Exercise objective » Copy the listing below line for line, with no changes, and leave out the picture.

Box annotations for the photo »
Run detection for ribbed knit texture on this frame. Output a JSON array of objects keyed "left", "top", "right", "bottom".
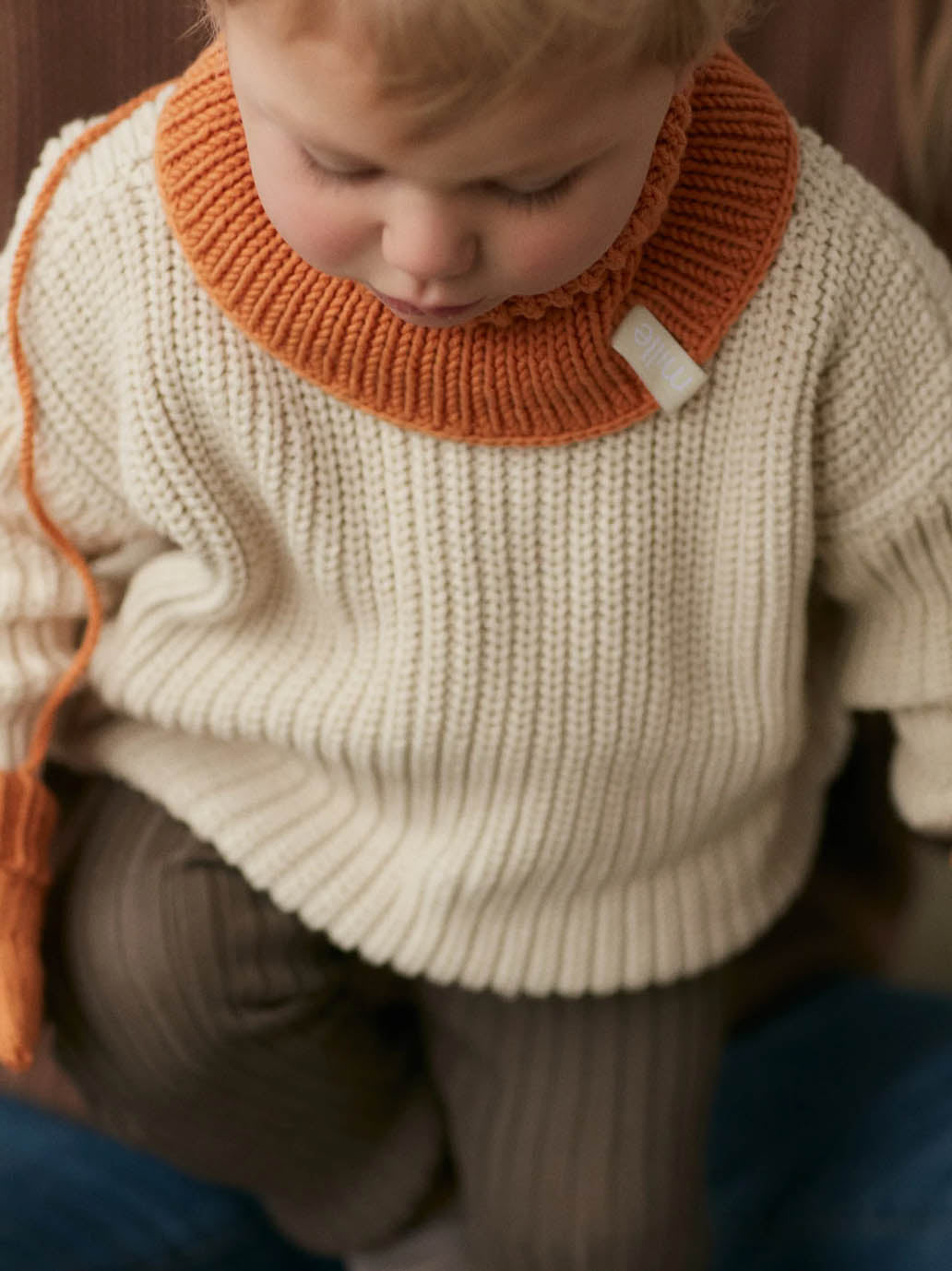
[
  {"left": 0, "top": 44, "right": 952, "bottom": 1067},
  {"left": 156, "top": 46, "right": 797, "bottom": 445}
]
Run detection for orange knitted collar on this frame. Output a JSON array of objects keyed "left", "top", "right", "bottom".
[{"left": 155, "top": 44, "right": 798, "bottom": 445}]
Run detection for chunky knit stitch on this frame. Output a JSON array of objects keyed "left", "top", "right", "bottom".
[
  {"left": 0, "top": 46, "right": 952, "bottom": 1073},
  {"left": 156, "top": 47, "right": 797, "bottom": 445}
]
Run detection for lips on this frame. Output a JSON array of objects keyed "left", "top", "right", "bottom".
[{"left": 374, "top": 291, "right": 479, "bottom": 318}]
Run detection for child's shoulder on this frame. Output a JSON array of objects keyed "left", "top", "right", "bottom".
[
  {"left": 794, "top": 125, "right": 948, "bottom": 277},
  {"left": 10, "top": 85, "right": 173, "bottom": 264}
]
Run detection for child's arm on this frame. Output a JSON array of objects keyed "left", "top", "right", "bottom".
[{"left": 815, "top": 182, "right": 952, "bottom": 837}]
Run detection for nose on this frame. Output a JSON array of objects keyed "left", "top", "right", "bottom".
[{"left": 381, "top": 189, "right": 478, "bottom": 282}]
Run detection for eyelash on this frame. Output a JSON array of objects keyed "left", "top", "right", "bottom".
[{"left": 302, "top": 150, "right": 581, "bottom": 209}]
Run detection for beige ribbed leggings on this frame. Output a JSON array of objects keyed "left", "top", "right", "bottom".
[{"left": 41, "top": 778, "right": 720, "bottom": 1271}]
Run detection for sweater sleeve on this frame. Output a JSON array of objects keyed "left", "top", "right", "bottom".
[
  {"left": 0, "top": 121, "right": 147, "bottom": 1070},
  {"left": 815, "top": 153, "right": 952, "bottom": 837}
]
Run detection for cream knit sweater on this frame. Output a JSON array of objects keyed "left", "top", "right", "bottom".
[{"left": 0, "top": 44, "right": 952, "bottom": 1011}]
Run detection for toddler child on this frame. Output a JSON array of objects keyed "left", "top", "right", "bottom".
[{"left": 0, "top": 0, "right": 952, "bottom": 1271}]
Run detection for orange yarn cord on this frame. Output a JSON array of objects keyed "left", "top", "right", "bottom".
[{"left": 7, "top": 85, "right": 161, "bottom": 776}]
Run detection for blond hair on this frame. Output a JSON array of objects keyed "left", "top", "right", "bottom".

Exercise response »
Run detection for ribbed knit texture on this frame. Output a JSON array of objects keyed "left", "top", "right", "bottom".
[
  {"left": 0, "top": 44, "right": 952, "bottom": 1067},
  {"left": 156, "top": 46, "right": 797, "bottom": 445}
]
Run detection for orange knitted collar on this frame. Output a JSON array of objects keyed "left", "top", "right", "bottom".
[{"left": 155, "top": 44, "right": 798, "bottom": 445}]
Run detection for chunky knit stitch on this frame. Output a JSON array of objects keyed "left", "top", "right", "bottom".
[
  {"left": 0, "top": 46, "right": 952, "bottom": 1073},
  {"left": 156, "top": 47, "right": 797, "bottom": 445}
]
Run detection for lips on this frame. Output a JSON array of objects keyed "left", "top", "right", "bottom".
[{"left": 374, "top": 291, "right": 479, "bottom": 318}]
Run detection for child's shoulder on this frame. Output a JSON array of objects keyed "left", "top", "right", "bottom".
[
  {"left": 794, "top": 125, "right": 948, "bottom": 277},
  {"left": 10, "top": 85, "right": 173, "bottom": 264}
]
Run detection for child's arm on this frame. Output a JSON array of objects keyed "left", "top", "right", "bottom".
[{"left": 815, "top": 182, "right": 952, "bottom": 837}]
Run detection for nose on this frame. Output a JSON array of objects keyed "left", "top", "right", "bottom".
[{"left": 381, "top": 189, "right": 478, "bottom": 282}]
Run detection for eyelash on this frame. Output a JSON array of objects keyed "left", "top", "right", "bottom".
[{"left": 302, "top": 150, "right": 581, "bottom": 209}]
Run detection for beige ribbed leggings on this frame. Output a JSON array of objects keyed "left", "top", "right", "bottom".
[{"left": 41, "top": 778, "right": 720, "bottom": 1271}]
Run detection for sweater sleeve on this frame. Output a JSON array of objects keyed "left", "top", "right", "bottom".
[
  {"left": 0, "top": 121, "right": 147, "bottom": 1070},
  {"left": 815, "top": 153, "right": 952, "bottom": 837}
]
Run detection for cream knit sweater on this frame. Output a JSON array of objects keyed "left", "top", "right", "bottom".
[{"left": 0, "top": 44, "right": 952, "bottom": 1011}]
Run detection for toddler child on this frame. Output a JSON array of objects keyed "left", "top", "right", "bottom".
[{"left": 0, "top": 0, "right": 952, "bottom": 1271}]
Run detection for orange yarn cord on this frame. Output a JSON array of objects keyed "left", "top", "right", "bottom".
[{"left": 7, "top": 85, "right": 161, "bottom": 776}]
Run detection for blond hair on this frame. Output a JSON array of objects keyed "left", "top", "right", "bottom".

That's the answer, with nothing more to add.